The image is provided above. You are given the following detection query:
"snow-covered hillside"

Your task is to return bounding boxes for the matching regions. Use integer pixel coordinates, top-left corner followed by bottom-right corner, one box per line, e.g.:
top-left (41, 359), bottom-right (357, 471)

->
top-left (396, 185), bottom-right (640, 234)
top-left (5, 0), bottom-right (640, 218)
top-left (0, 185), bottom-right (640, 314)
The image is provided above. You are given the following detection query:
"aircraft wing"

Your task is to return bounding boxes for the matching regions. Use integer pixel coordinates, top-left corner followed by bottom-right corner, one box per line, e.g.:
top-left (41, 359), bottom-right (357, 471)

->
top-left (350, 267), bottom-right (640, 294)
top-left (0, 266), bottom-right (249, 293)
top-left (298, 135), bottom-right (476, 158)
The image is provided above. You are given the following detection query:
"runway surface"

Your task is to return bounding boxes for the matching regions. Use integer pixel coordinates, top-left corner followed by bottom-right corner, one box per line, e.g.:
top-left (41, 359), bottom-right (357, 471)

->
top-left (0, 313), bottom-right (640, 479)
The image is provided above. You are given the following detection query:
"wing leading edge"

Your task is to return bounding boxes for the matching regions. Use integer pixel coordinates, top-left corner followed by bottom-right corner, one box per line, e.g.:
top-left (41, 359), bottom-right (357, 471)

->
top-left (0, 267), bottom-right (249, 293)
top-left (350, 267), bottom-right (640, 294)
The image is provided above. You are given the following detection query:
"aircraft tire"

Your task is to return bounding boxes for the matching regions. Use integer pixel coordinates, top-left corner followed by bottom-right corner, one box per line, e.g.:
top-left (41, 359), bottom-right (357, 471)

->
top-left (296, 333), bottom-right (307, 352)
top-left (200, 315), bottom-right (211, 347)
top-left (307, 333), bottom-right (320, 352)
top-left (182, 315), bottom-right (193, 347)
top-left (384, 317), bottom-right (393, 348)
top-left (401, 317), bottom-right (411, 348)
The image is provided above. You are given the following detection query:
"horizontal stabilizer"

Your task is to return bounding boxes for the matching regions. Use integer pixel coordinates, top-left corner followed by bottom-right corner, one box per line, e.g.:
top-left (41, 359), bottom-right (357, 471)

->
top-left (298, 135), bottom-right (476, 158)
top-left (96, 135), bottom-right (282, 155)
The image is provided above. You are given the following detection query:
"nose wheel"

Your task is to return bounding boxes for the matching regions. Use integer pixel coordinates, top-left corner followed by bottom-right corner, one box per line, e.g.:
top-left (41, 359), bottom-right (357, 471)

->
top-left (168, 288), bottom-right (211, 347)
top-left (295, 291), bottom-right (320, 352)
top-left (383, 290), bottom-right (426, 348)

--

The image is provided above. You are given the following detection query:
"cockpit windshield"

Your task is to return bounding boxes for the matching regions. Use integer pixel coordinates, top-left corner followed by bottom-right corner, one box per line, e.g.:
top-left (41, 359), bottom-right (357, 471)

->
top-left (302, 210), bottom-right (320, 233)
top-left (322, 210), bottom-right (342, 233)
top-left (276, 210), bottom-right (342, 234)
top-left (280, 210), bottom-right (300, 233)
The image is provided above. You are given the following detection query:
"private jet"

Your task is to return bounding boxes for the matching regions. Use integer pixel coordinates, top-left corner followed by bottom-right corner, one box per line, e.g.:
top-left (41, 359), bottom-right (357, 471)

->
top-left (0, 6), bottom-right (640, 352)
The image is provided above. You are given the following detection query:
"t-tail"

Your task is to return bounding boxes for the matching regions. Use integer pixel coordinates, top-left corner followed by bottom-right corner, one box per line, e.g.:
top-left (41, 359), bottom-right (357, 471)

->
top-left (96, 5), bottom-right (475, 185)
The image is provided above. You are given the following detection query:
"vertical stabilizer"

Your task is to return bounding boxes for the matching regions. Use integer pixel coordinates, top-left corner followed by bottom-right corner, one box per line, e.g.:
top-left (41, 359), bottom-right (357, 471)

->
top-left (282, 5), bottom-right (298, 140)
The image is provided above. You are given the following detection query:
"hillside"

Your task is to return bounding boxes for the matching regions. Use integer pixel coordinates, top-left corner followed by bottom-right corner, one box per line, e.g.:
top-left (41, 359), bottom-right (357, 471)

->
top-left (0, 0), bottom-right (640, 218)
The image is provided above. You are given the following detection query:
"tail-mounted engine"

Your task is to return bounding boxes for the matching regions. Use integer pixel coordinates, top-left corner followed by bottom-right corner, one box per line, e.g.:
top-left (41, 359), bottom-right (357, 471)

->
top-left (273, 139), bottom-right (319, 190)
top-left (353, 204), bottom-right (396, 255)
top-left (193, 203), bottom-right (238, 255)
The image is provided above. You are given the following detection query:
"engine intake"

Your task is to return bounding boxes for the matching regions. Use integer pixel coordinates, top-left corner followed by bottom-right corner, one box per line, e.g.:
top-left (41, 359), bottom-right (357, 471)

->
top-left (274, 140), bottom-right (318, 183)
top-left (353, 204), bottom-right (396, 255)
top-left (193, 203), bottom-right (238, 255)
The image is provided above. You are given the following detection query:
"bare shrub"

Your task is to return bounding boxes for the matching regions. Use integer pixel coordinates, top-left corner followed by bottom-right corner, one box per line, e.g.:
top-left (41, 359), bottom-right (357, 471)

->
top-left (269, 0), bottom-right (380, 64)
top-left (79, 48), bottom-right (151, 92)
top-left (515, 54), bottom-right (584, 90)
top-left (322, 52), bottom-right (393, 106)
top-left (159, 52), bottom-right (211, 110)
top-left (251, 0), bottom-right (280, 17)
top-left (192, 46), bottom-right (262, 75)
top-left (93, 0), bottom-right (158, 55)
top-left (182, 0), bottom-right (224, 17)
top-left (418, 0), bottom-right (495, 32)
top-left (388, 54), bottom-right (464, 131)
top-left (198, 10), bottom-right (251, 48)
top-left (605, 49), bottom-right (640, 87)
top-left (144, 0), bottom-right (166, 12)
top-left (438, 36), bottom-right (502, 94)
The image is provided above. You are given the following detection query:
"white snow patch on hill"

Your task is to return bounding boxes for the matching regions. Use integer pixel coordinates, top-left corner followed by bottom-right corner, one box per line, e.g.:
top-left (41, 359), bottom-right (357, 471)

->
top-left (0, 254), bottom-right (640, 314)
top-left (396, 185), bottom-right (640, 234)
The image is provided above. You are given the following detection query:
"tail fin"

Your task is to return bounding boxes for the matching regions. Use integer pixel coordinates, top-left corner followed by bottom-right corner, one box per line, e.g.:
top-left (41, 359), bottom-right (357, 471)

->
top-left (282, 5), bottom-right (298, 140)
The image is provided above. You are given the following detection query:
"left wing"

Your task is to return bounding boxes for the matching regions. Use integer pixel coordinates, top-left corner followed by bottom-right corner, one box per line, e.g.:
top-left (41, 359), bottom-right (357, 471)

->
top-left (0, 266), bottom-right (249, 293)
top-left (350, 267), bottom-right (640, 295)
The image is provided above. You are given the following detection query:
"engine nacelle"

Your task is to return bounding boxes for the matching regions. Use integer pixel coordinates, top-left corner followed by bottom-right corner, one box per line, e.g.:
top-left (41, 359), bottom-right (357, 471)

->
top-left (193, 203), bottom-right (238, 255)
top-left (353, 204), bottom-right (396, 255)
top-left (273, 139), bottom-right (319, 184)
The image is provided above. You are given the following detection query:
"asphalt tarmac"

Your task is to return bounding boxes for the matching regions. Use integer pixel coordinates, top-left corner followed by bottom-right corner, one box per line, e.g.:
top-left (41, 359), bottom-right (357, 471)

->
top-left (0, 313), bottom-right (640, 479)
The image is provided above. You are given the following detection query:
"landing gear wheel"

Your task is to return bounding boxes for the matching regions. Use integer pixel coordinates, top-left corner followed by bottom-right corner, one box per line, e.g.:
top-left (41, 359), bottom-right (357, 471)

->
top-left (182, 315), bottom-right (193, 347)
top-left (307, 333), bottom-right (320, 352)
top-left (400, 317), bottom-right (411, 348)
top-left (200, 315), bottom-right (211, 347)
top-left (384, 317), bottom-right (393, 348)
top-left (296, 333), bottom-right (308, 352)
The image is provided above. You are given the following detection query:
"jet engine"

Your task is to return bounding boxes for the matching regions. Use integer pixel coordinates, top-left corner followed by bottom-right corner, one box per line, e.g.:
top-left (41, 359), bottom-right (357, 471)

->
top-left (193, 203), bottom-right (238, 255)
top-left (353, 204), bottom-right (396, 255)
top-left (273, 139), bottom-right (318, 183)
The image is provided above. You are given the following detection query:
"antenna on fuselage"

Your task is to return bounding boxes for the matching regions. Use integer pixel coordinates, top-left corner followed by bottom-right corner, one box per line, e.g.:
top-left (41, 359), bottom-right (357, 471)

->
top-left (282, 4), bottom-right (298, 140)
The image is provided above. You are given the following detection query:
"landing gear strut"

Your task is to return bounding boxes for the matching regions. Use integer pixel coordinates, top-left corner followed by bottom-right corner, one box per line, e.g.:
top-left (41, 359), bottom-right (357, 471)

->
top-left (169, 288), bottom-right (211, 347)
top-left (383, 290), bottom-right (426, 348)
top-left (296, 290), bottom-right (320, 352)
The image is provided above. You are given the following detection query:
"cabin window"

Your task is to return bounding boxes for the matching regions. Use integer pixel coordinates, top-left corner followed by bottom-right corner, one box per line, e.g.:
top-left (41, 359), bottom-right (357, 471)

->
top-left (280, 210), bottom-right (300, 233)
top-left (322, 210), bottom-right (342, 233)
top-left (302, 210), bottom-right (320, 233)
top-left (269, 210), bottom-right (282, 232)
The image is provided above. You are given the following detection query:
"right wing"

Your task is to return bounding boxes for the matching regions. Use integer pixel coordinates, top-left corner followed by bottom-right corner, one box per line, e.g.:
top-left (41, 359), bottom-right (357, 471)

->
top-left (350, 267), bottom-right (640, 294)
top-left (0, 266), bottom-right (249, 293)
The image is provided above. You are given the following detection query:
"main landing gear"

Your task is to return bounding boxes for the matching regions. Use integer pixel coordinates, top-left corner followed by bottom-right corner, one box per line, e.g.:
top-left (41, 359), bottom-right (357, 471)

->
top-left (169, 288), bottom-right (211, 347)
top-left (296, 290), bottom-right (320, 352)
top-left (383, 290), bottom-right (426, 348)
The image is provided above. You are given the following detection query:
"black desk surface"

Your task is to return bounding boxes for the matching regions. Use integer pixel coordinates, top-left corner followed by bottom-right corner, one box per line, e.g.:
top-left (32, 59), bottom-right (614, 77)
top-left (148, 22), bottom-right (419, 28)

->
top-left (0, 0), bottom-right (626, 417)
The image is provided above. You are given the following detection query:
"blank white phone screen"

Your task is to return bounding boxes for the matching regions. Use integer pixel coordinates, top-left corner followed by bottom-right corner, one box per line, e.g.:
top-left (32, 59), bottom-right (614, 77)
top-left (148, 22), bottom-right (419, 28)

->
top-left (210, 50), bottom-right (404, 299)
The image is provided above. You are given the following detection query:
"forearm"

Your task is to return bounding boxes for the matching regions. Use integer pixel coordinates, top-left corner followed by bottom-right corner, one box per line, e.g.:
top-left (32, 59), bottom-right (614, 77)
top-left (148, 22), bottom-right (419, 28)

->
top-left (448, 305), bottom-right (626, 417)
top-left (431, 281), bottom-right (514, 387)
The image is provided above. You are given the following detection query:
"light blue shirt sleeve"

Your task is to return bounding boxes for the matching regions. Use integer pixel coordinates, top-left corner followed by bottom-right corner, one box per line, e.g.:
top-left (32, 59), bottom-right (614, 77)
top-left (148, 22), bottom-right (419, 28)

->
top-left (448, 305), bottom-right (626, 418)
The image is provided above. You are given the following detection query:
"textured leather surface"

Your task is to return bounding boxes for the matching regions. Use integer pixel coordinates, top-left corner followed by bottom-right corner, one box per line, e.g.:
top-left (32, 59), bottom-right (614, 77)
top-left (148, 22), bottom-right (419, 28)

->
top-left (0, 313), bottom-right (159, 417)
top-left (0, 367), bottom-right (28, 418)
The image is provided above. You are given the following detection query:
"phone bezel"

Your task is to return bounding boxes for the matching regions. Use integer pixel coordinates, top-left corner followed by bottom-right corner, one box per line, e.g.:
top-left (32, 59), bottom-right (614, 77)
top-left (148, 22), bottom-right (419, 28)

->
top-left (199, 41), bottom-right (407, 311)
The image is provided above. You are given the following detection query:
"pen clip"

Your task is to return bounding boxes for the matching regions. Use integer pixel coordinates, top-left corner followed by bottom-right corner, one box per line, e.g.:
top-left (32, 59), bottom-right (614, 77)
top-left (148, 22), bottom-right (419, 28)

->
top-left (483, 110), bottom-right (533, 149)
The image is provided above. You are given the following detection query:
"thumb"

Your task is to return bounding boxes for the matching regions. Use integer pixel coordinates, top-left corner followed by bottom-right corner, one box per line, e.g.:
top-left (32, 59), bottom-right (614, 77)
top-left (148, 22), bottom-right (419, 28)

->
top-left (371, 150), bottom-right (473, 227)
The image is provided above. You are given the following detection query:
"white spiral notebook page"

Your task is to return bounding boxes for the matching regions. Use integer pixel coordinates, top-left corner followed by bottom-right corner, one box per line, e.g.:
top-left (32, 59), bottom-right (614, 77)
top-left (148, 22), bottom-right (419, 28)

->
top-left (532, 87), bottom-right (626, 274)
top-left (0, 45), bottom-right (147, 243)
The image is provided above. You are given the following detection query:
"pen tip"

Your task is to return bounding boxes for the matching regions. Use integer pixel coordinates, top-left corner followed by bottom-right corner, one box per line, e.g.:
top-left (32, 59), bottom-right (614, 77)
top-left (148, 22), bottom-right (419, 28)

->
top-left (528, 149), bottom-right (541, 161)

== What you have to do ==
Show every line of the records above that contains the string "snow". Case counts.

== Expected answer ==
"snow-covered hillside"
"white snow patch on hill"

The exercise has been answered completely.